» **RECORD SET**:
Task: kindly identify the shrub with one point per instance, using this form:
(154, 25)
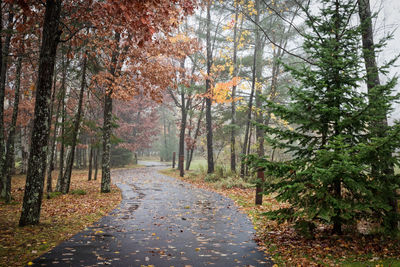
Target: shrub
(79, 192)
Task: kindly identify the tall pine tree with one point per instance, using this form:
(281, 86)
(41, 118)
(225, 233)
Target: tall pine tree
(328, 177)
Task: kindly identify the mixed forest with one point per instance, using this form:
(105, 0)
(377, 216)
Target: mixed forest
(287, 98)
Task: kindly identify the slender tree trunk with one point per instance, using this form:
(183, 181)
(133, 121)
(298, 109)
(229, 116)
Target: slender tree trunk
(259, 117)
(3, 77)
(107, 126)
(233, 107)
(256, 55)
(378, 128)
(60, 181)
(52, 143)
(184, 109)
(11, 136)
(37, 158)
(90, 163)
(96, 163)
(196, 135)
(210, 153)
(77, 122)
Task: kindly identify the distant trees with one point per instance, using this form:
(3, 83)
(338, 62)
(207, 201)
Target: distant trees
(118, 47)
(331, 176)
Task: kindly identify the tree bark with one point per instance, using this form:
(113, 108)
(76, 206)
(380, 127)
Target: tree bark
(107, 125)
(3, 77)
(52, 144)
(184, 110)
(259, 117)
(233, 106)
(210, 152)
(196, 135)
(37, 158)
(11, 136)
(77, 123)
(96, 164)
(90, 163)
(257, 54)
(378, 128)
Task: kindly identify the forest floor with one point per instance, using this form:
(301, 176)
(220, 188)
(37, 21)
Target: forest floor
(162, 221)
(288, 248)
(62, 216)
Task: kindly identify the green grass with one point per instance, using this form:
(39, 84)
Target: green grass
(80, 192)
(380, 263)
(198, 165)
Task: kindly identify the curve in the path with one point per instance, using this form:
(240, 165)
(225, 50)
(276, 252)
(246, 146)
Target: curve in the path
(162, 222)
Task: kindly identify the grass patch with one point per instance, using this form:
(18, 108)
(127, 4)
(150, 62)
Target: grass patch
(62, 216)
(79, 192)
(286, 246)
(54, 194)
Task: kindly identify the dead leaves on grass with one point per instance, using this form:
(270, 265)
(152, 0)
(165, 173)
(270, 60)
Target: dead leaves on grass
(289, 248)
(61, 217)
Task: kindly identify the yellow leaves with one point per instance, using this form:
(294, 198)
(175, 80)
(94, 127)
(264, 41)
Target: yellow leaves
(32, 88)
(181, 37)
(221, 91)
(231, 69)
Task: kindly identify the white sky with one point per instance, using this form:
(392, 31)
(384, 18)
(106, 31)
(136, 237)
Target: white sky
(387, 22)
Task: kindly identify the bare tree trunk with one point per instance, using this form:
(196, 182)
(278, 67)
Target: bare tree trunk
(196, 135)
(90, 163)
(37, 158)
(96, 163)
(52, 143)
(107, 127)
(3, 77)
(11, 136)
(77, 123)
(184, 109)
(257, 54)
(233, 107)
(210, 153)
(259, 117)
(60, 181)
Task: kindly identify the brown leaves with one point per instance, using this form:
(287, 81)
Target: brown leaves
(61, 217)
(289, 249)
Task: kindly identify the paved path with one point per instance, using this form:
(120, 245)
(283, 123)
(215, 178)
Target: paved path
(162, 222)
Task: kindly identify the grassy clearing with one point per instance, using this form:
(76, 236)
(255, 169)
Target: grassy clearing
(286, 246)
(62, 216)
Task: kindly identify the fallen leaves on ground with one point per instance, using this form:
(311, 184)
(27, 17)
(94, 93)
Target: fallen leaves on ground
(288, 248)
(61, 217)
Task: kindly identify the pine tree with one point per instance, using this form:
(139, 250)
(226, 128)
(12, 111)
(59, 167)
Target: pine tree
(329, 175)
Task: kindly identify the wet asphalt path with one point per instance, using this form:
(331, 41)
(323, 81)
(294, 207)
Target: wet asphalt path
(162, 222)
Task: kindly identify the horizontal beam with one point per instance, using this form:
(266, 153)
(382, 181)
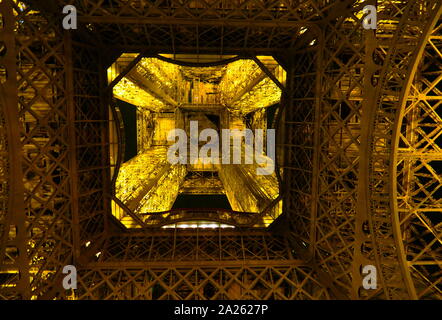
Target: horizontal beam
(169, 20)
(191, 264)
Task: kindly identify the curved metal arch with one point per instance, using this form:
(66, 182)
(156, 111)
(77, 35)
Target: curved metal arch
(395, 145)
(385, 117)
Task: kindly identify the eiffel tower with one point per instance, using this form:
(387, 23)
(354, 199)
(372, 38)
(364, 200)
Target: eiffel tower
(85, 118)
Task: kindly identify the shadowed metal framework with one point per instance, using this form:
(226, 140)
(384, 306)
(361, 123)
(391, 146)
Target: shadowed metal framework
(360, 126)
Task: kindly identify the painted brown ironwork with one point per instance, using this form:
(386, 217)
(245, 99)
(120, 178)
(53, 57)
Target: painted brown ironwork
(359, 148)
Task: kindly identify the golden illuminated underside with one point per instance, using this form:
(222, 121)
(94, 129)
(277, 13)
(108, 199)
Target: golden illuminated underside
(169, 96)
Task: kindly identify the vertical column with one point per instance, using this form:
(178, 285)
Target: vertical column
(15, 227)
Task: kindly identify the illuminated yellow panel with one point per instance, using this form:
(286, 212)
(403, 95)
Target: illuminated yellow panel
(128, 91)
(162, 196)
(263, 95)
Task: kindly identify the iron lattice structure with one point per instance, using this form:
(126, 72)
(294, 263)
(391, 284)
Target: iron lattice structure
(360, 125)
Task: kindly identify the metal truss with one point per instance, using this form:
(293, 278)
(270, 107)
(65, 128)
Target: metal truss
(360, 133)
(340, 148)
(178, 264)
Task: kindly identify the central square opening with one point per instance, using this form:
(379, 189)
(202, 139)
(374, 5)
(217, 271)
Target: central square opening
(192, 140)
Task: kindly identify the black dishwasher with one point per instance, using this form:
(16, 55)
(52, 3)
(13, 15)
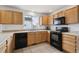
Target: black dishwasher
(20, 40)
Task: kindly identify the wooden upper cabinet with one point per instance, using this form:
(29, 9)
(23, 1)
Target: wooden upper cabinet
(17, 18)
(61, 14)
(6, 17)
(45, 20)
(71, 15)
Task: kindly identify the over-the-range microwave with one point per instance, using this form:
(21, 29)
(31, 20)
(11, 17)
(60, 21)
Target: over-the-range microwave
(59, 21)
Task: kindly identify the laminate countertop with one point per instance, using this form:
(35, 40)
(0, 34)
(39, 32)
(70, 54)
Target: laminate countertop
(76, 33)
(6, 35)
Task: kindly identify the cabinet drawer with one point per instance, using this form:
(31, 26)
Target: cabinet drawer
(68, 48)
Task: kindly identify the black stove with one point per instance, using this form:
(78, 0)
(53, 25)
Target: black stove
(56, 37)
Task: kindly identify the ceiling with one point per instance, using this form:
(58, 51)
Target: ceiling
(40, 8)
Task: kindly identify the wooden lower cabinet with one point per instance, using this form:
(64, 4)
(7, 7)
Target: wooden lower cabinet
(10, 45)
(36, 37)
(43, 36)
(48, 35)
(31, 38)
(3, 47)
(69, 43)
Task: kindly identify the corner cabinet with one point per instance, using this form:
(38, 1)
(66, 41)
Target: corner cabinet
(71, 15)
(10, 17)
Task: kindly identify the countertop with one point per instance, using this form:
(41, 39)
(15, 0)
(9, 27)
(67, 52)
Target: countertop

» **TASK TO CARRY OUT**:
Take the records above and transcribe them exactly, dropping every picture.

» **CORRECT RESULT**:
Task: kindly identify the shrub with one point per instance, using this form:
(154, 25)
Target: shrub
(79, 192)
Task: kindly identify the tall pine tree with one point per instance, using this form:
(281, 86)
(41, 118)
(225, 233)
Target: tall pine tree
(328, 177)
Task: kindly identify the mixed forest with one point per instance, using this form:
(105, 0)
(377, 216)
Target: mixed forest
(287, 98)
Task: kindly identify the slender tree trunk with one point per instance, using this form:
(183, 181)
(133, 121)
(298, 109)
(229, 116)
Target: slender tree trunk
(259, 117)
(3, 77)
(107, 126)
(233, 107)
(256, 55)
(378, 128)
(60, 181)
(52, 143)
(184, 109)
(11, 136)
(37, 158)
(90, 163)
(96, 163)
(196, 135)
(210, 153)
(77, 122)
Task: kindly identify the distant trees with one point per instance, using this form:
(3, 83)
(338, 62)
(207, 201)
Target: distant trees
(118, 47)
(331, 176)
Task: kindly identify the tree bark with one point per instance, using this form:
(113, 108)
(76, 206)
(380, 127)
Target: tree bark
(107, 125)
(3, 77)
(52, 144)
(184, 110)
(259, 117)
(233, 106)
(210, 152)
(196, 135)
(37, 158)
(11, 136)
(77, 123)
(96, 164)
(90, 163)
(257, 54)
(378, 128)
Task: kindly identify the forest floor with one point per instance, using this form:
(301, 176)
(220, 188)
(37, 21)
Target: forest floor
(162, 221)
(288, 248)
(62, 216)
Task: kindly identify the green grass with one point per instance, using this form:
(39, 84)
Target: green grass
(80, 192)
(380, 263)
(198, 165)
Task: kindly identify the curve in the path with one point per instance, using this form:
(240, 165)
(225, 50)
(276, 252)
(246, 146)
Target: curve in the path
(162, 222)
Task: kindly identify the grass patch with one point per instance, using this form:
(18, 108)
(127, 4)
(150, 62)
Target: grass patch
(62, 216)
(79, 192)
(286, 246)
(54, 194)
Task: kindly identify the dead leaves on grass with one point per instance, using this form:
(270, 265)
(152, 0)
(165, 173)
(270, 60)
Target: dead leaves on grass
(289, 248)
(61, 217)
Task: kindly identify the yellow leaves with one point per instance, using this form:
(294, 198)
(175, 80)
(94, 127)
(264, 41)
Target: yellow leaves
(32, 88)
(181, 37)
(221, 91)
(231, 69)
Task: kindly identify the white sky with one point per instance, using this form:
(392, 31)
(384, 18)
(106, 31)
(136, 237)
Target: white sky
(387, 22)
Task: kindly identify the bare tree trunk with one point per instance, using this form:
(196, 182)
(278, 67)
Target: bare tree trunk
(196, 135)
(90, 163)
(37, 158)
(96, 163)
(52, 143)
(107, 127)
(3, 77)
(11, 136)
(77, 123)
(184, 109)
(257, 54)
(233, 107)
(210, 153)
(259, 117)
(60, 181)
Task: kindly identify the brown leaves with one point per instance, using this form:
(287, 81)
Target: brown leaves
(61, 217)
(289, 249)
Task: kindly identify the paved path with one point per instance, using this form:
(120, 245)
(283, 123)
(215, 178)
Target: paved path
(162, 222)
Task: kindly identify the grassy clearing with one point per instance, using this form:
(76, 236)
(255, 169)
Target: grassy clearing
(286, 246)
(62, 216)
Task: kindly identify the fallen leaves on ground with one point per instance, using this form:
(311, 184)
(27, 17)
(94, 93)
Target: fallen leaves on ground
(288, 248)
(61, 217)
Task: kindly identify the pine tree with one point per instance, using this form:
(139, 250)
(226, 128)
(12, 111)
(59, 167)
Target: pine tree
(329, 175)
Task: kindly identify the wet asphalt path with one point per instance, using this form:
(331, 41)
(323, 81)
(294, 207)
Target: wet asphalt path
(162, 222)
Task: kindly identify the horizontal beam with one point per instance, using this form:
(266, 153)
(382, 181)
Target: horizontal beam
(169, 20)
(191, 264)
Task: kindly identify the curved metal arch with one point per instance, using this form:
(66, 182)
(156, 111)
(77, 35)
Target: curved metal arch
(395, 145)
(385, 117)
Task: kindly identify the eiffel tower with one point per instance, using this form:
(387, 23)
(354, 199)
(372, 38)
(364, 200)
Target: eiffel tower
(85, 118)
Task: kindly identify the shadowed metal framework with one point per instance, using this form:
(226, 140)
(384, 306)
(361, 123)
(391, 146)
Target: shadowed metal framework
(360, 126)
Task: kindly identify the painted brown ironwork with one point per instance, using this form:
(386, 217)
(245, 99)
(120, 178)
(53, 57)
Target: painted brown ironwork
(359, 148)
Task: kindly identify the golden illuminated underside with one point per instance, using this form:
(222, 121)
(94, 129)
(277, 13)
(108, 199)
Target: golden illuminated underside
(169, 96)
Task: kindly identify the vertical column with one point per instance, using this form:
(178, 285)
Target: vertical column
(15, 227)
Task: kindly identify the illuminated yellow panel with one point per instance, using this form:
(286, 212)
(403, 95)
Target: illuminated yellow panel
(128, 91)
(162, 196)
(263, 95)
Task: kindly identify the iron lattice structure with one point per instance, using this form:
(126, 72)
(294, 263)
(391, 284)
Target: iron lattice structure
(360, 125)
Task: kindly identify the metal truss with one point per instance, using this form:
(293, 278)
(270, 107)
(65, 128)
Target: metal truss
(360, 133)
(340, 148)
(178, 264)
Task: kindly identify the central square opening with one point per instance, using this form:
(379, 189)
(202, 139)
(374, 5)
(217, 271)
Target: central square opening
(192, 140)
Task: kindly identify the black dishwasher with one point per instance, using this form:
(16, 55)
(52, 3)
(13, 15)
Target: black dishwasher
(20, 40)
Task: kindly identify the wooden upper cabinet with one point per instance, using this form:
(29, 9)
(23, 1)
Target: wooden upper cabinet
(17, 18)
(61, 14)
(6, 17)
(45, 20)
(71, 15)
Task: kindly identify the over-the-range microwave with one point per instance, using this form:
(21, 29)
(31, 20)
(11, 17)
(60, 21)
Target: over-the-range microwave
(59, 21)
Task: kindly identify the laminate countertop with one point per instance, using this form:
(35, 40)
(0, 34)
(39, 32)
(70, 54)
Target: laminate countertop
(76, 33)
(6, 35)
Task: kindly identify the cabinet drawer with one point per instance, using this form:
(31, 26)
Target: cabinet drawer
(68, 48)
Task: kindly identify the black stove with one point per instance, using this form:
(78, 0)
(53, 25)
Target: black stove
(56, 37)
Task: kindly identify the ceiling with one point per instance, using this form:
(58, 51)
Target: ceiling
(40, 8)
Task: kindly identify the wooden lower cabinet with one point per instance, using this form:
(64, 4)
(7, 7)
Target: wooden lower cabinet
(10, 45)
(36, 37)
(43, 36)
(48, 35)
(31, 38)
(3, 47)
(69, 43)
Task: kindly identify the corner cabinet with one point per instance, using this form:
(38, 1)
(66, 41)
Target: corner cabinet
(71, 15)
(10, 17)
Task: kindly identify the countertop with one point per instance, using this form:
(41, 39)
(15, 0)
(9, 27)
(67, 52)
Target: countertop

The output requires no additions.